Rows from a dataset
---

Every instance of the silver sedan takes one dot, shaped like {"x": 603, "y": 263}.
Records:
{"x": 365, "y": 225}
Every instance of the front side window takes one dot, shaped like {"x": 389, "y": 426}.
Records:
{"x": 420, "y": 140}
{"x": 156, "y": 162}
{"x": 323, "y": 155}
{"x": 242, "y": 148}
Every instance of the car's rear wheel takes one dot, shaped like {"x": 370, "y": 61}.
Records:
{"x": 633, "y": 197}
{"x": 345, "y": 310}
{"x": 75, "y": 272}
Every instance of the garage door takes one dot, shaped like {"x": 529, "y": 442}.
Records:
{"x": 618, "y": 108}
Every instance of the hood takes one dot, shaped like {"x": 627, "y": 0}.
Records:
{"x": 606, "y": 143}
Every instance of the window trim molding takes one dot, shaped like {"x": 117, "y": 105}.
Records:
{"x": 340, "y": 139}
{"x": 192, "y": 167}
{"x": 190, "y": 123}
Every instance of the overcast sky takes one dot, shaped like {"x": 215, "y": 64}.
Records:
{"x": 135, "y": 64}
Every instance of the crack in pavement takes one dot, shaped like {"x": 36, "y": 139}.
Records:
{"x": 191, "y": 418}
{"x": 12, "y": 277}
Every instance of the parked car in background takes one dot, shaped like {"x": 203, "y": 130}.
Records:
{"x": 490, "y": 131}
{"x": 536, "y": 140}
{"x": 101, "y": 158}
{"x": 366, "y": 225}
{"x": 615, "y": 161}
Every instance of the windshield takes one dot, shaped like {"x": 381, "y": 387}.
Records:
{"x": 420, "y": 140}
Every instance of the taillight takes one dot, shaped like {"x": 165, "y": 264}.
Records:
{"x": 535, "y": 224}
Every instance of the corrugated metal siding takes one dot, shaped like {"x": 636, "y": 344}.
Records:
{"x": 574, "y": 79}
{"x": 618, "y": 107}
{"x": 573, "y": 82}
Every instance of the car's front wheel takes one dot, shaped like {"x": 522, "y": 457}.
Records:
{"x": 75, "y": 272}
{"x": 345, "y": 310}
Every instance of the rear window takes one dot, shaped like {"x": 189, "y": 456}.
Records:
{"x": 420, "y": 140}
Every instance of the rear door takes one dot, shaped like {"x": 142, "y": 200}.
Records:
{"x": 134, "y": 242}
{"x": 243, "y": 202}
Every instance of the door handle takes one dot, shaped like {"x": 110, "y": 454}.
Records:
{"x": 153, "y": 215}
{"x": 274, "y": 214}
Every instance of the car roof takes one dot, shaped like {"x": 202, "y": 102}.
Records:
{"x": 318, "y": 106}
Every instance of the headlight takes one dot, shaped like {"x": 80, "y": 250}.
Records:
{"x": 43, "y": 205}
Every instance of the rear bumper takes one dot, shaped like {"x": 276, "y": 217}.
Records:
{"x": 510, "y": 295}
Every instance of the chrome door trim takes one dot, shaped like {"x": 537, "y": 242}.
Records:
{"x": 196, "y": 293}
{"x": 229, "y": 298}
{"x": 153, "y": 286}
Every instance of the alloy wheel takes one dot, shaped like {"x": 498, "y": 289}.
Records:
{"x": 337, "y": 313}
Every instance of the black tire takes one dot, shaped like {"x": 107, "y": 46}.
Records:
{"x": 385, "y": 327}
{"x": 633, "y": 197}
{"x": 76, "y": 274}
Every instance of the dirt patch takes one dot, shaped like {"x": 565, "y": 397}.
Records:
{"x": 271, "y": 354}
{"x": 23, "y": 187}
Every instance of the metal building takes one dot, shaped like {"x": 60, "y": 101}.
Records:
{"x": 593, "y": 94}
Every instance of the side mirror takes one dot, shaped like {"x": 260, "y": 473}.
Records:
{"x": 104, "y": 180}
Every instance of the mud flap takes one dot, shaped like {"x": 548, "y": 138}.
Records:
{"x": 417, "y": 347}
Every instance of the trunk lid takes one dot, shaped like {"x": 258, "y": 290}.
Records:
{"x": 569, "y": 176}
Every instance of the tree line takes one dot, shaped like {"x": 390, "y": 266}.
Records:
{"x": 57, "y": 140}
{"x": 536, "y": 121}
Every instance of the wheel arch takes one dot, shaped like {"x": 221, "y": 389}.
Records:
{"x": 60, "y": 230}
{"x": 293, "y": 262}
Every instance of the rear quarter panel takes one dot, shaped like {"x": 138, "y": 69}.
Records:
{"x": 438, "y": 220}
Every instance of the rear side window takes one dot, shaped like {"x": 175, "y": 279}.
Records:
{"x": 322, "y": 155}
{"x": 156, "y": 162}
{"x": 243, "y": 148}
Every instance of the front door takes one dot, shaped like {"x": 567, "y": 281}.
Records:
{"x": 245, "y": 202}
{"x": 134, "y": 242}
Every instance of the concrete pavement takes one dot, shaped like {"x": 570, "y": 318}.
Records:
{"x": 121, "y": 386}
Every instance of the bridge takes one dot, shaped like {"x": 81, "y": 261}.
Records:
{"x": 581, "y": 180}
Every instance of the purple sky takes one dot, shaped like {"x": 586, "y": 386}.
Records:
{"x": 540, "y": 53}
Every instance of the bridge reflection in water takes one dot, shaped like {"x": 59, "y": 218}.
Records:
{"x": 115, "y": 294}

---

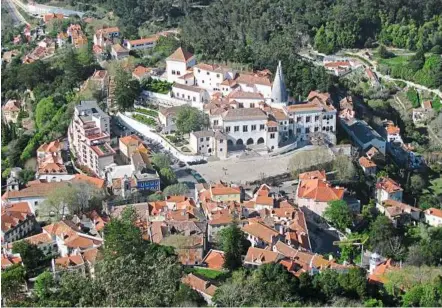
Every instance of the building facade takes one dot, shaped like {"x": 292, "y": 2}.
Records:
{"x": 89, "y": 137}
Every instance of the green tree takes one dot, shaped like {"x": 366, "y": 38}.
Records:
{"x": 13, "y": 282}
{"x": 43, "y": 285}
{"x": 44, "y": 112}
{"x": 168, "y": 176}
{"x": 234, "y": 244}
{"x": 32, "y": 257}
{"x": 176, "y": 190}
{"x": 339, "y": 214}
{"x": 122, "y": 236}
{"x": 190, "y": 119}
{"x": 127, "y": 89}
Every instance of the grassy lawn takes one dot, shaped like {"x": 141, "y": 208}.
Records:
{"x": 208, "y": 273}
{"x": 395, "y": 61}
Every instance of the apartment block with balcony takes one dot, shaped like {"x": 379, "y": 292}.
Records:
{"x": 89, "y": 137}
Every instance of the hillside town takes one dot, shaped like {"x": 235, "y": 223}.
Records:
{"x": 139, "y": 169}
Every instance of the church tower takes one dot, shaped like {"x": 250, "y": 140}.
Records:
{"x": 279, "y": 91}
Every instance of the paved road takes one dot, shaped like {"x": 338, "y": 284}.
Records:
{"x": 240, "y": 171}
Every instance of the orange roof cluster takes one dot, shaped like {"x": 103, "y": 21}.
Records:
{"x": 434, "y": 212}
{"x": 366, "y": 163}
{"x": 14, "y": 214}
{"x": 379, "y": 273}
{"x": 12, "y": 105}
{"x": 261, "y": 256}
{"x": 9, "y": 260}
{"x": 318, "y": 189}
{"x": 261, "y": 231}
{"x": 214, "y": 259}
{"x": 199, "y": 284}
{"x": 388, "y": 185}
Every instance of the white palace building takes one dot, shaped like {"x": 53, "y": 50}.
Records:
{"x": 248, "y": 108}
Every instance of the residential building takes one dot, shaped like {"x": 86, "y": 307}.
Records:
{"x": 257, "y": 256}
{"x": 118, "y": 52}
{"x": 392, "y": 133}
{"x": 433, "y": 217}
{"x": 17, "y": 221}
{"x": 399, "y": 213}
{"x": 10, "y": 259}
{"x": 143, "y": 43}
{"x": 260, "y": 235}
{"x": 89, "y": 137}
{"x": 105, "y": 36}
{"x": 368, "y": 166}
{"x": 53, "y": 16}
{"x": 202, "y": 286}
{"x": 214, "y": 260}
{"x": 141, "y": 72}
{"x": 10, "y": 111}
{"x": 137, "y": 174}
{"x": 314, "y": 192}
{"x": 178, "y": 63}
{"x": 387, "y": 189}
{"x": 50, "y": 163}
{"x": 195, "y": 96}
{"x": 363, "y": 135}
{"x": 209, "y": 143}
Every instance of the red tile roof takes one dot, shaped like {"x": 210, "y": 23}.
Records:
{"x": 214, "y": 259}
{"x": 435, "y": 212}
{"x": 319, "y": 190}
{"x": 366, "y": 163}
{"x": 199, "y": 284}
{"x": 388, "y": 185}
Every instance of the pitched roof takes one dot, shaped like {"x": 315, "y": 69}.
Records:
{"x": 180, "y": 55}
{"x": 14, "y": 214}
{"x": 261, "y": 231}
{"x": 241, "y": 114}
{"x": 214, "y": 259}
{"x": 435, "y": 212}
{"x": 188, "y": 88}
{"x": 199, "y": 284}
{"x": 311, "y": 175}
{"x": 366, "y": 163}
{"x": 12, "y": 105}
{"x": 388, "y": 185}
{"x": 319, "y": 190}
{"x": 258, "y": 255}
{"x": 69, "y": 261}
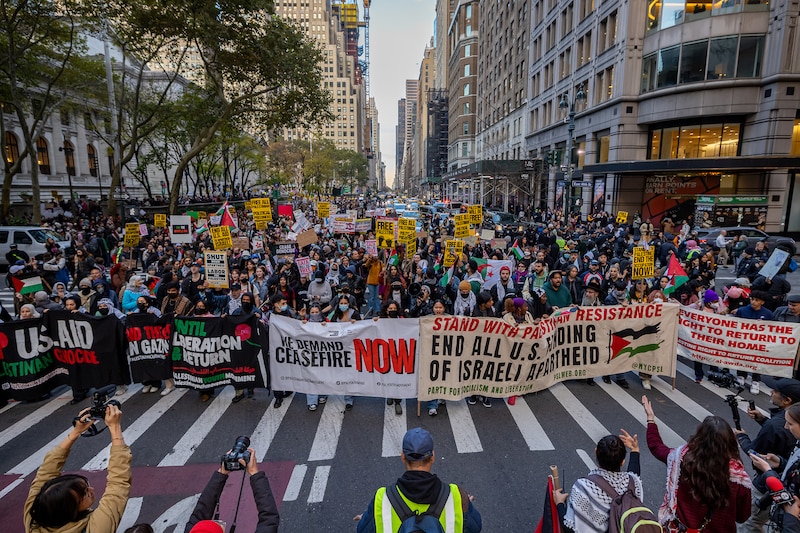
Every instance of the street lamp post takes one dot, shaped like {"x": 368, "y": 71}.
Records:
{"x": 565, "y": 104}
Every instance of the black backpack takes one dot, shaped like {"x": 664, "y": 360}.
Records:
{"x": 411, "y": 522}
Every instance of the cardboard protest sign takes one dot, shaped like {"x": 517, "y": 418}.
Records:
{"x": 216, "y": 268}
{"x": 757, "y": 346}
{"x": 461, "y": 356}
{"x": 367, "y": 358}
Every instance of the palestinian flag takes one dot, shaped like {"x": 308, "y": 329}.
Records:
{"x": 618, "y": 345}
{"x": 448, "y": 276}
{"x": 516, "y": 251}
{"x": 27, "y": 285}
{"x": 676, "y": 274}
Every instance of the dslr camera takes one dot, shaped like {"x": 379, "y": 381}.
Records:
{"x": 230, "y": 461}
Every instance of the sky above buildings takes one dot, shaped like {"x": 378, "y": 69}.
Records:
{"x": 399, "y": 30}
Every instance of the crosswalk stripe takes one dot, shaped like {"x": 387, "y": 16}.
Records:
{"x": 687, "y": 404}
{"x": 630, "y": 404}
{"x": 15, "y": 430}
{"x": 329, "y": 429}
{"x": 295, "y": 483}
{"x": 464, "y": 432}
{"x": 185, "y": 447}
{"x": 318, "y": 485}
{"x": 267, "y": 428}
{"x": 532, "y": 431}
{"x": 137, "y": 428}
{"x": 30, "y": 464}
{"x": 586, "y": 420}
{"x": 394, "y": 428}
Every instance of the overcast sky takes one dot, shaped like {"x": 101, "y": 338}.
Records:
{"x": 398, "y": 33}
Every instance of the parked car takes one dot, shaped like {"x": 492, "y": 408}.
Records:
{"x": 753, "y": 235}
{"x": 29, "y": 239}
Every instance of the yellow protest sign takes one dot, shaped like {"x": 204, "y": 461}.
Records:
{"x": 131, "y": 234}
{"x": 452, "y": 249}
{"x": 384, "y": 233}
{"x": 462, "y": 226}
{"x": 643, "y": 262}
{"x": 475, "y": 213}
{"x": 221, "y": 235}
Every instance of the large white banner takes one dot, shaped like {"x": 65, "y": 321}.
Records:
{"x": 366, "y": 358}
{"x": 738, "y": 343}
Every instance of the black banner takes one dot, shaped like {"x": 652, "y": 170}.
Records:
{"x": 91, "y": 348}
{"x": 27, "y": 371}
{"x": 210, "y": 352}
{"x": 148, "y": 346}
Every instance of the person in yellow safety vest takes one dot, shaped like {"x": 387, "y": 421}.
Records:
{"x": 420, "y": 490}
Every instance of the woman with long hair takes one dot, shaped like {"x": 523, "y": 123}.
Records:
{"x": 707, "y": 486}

---

Please return every line in the records above that contains the word "roof".

§ **FULL ANSWER**
Every instance of the car roof takes one dot, shaped like {"x": 202, "y": 102}.
Every instance of the orange roof cluster takes one dot, shaped like {"x": 103, "y": 21}.
Every instance of the red tile roof takes one dot, shaped like {"x": 210, "y": 23}.
Every instance of the pitched roof takes one dot, shaped like {"x": 315, "y": 69}.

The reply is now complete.